— DATA SHOWN —
+-------+
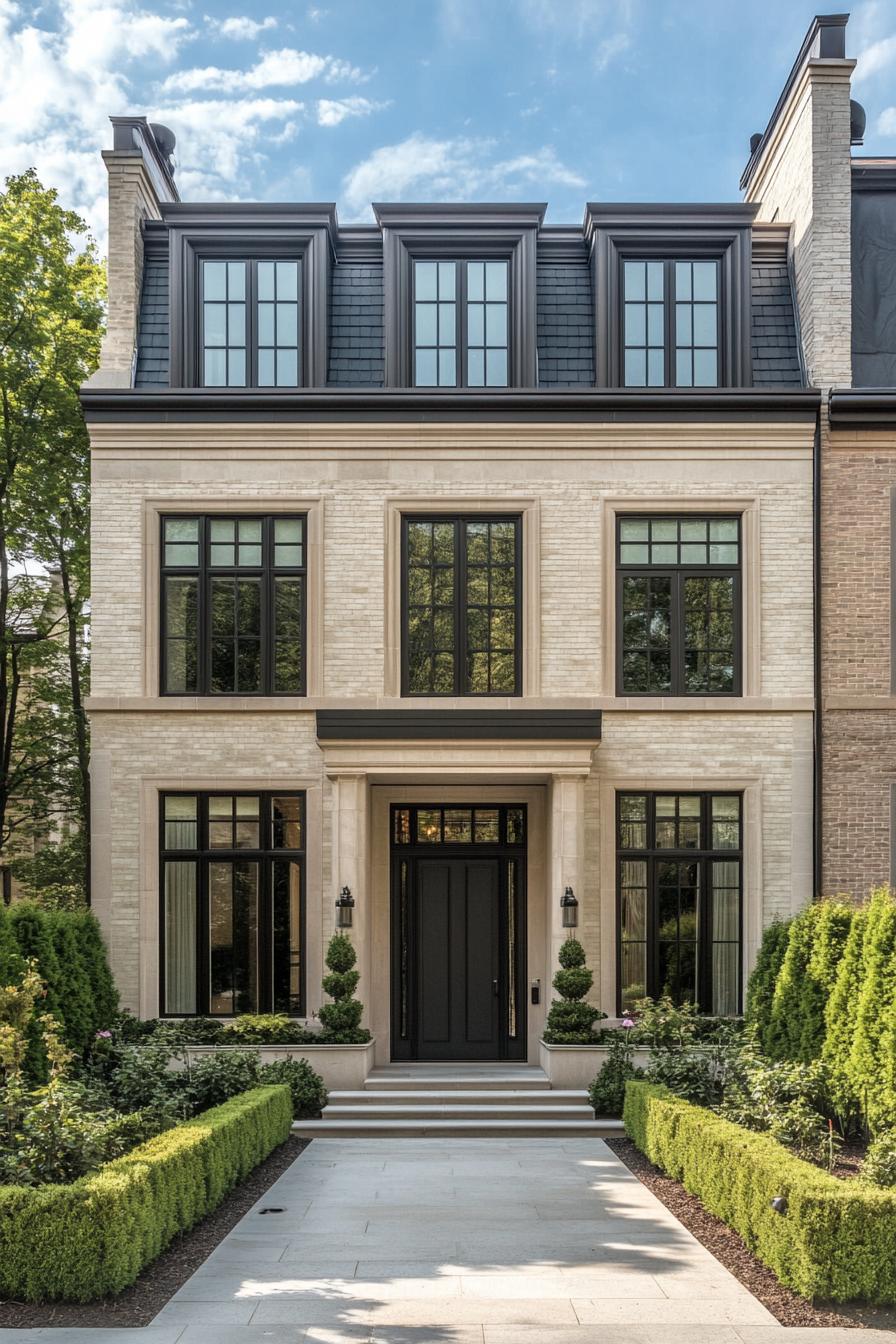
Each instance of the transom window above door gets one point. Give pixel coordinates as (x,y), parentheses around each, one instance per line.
(250,332)
(234,605)
(670,323)
(461,605)
(679,605)
(461,324)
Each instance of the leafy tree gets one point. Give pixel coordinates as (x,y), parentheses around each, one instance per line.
(570,1019)
(760,989)
(50,324)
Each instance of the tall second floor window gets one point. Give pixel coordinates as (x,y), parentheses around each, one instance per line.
(461,332)
(251,323)
(461,606)
(679,605)
(233,605)
(670,323)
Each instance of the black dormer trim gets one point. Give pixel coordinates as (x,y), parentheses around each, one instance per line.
(720,231)
(460,231)
(249,230)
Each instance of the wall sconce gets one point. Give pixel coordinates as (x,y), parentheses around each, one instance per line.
(344,906)
(570,909)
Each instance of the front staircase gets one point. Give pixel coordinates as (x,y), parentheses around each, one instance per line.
(454,1101)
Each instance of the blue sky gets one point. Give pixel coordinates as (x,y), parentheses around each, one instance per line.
(357,100)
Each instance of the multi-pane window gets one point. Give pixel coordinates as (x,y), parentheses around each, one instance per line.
(680,898)
(679,605)
(233,903)
(250,323)
(670,323)
(233,605)
(461,605)
(461,324)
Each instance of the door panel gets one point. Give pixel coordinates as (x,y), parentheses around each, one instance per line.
(457,958)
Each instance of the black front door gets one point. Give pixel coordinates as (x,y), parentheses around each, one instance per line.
(458,934)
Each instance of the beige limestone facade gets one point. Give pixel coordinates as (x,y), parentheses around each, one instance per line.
(353,480)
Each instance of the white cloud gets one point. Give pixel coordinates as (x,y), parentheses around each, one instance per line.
(242,28)
(331,112)
(59,85)
(460,170)
(276,69)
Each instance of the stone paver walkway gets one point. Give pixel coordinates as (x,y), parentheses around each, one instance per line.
(460,1242)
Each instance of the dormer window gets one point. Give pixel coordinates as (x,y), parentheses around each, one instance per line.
(670,332)
(461,323)
(250,323)
(672,295)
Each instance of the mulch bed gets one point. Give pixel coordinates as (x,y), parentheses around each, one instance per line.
(140,1303)
(730,1250)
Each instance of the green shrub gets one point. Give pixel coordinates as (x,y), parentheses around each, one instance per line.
(837,1239)
(868,1067)
(607,1090)
(93,950)
(308,1090)
(341,1019)
(90,1239)
(267,1030)
(74,988)
(570,1019)
(880,1159)
(842,1010)
(760,989)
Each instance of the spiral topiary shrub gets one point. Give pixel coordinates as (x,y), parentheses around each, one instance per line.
(343,1018)
(570,1018)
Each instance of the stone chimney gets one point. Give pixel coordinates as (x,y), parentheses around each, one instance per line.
(141,179)
(799,175)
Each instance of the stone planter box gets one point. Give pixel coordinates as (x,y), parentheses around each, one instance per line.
(578,1066)
(341,1067)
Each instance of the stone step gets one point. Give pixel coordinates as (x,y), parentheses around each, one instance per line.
(431,1110)
(466,1078)
(325,1128)
(457,1097)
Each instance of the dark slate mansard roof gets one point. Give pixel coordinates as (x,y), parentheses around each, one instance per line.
(564,315)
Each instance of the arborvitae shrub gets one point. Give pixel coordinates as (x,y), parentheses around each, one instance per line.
(105,996)
(876,1003)
(830,934)
(74,988)
(760,989)
(841,1011)
(570,1019)
(343,1018)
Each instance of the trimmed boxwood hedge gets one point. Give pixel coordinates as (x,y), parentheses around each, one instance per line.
(837,1239)
(92,1238)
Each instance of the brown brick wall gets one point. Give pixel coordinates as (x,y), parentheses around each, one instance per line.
(859,738)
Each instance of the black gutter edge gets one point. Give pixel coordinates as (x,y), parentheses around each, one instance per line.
(458,725)
(863,407)
(817,854)
(419,405)
(825,40)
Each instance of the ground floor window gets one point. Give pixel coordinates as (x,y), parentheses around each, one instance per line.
(680,882)
(233,903)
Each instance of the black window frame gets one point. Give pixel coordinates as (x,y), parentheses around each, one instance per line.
(461,325)
(460,522)
(251,301)
(704,858)
(266,573)
(677,574)
(669,316)
(265,856)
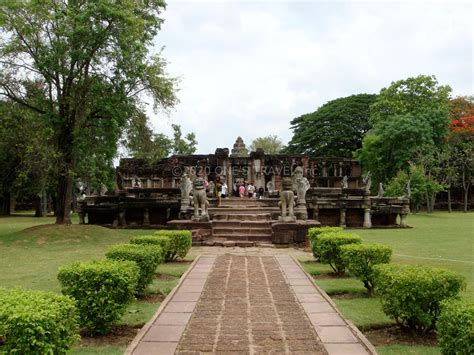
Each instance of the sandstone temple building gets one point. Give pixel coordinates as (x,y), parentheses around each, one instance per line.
(149,196)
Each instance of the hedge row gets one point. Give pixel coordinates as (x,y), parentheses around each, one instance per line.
(414,296)
(35,322)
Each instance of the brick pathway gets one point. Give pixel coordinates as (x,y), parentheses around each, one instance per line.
(248,304)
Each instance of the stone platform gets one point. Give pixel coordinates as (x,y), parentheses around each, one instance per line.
+-------+
— EXERCISE DIRECTIONS —
The line with "Each instance of the brick" and all the lines after it in the records above are to be output exactly, with nothing added.

— RESPONSE TO THIS EXERCISE —
Each instance of the brick pathway gets one point. Give pixel coordinates as (x,y), parentheses around each, one instance per line.
(248,304)
Each instance of the stone platform gets one point. Give pixel coordinates as (x,y), parentheses around each, one instance per line.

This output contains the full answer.